(İstekler):
A. Akşener'le ilgili yazıya göre Akşener kimi "İstanbul Fatihi" diye övmüş?
B. Akşener'le ilgili yazıyı son cümlesinden sonra sürdür.

(Seçilen Metin):
↓

VİZE AKŞENER'DE!…
Önce şu "isimsiz cumhurbaşkanı adayı" önerisinin ne anlama geldiğine bakalım!.. Meral hanım neden böylesi bir açıklamaya gerek duydu.. Ve bu "şartında" altılı yapının içerisinde bir tek, kendisi mi var?.. Yoksa, başkaları da var mı aynı fikirde yürüyor!?..
***
"İsimsiz aday" demek iki şık oluşturdu.. Yani Meral hanım ve onun gibi düşünen; şunu açıkça ifşa ediyorlar… Şöyle ki..
***
BİRİNCİSİ… Kemal Kılıçdaroğlu'nun "ortak adaylığına" altılının "oybirliği" yok.. Onu istemeyenler var....
***
İKİNCİSİ… Akşener'in "İstanbul Fatihi" diye övüp, omuzunu sıvadığı Ekrem İmamoğlu'nun adaylığına ilişkin desteğini çekmiş oldu!!… Yani İmamoğlu yalnız başına..

↑

(Çıkarılan Bilgiler):
↓

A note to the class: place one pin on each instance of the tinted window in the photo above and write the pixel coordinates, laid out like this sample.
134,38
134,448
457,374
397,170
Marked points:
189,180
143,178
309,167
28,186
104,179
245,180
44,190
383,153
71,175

↑

(Görev Yanıtları):
A. Ekrem İmamoğlu'nu.

B.
***
Kılıçdaroğlu cephesinde, "İsimsiz aday" söylemine ilişkin, bir sessizlik var!.. "Rahatsızlık" var ama, henüz sarf edilmiş tek bir "kelime ve kurgulanmış bir cümle yok" Kemal Bey'den.. Tabi ki CHP'lilerden de yanıt yok!!.. Ki CHP'den bazı gruplar Akşener'in önerisine sıcak bakmıyor da değiller?..
***
Bu da, "acaba" diye başlayan şu cümleleri barındıran iki şıkkı, ilk etapta ikmale getiriyor.. Ki aynı zamanda, Akşener'in "isimsiz aday" çıkışıyla da, anlamını yitirmiş oluyor!…
***
BİRİNCİSİ… Altılı masanın 5 üyesinin ortak kararıyla "Cumhurbaşkanı Adayı olmaktan, onur duyacağım" şeklindeki Kılıçdaroğlu'nun beyanı; "anlamsızlaştı.." Çünkü, ittifak üyelerinden "istemezük" var..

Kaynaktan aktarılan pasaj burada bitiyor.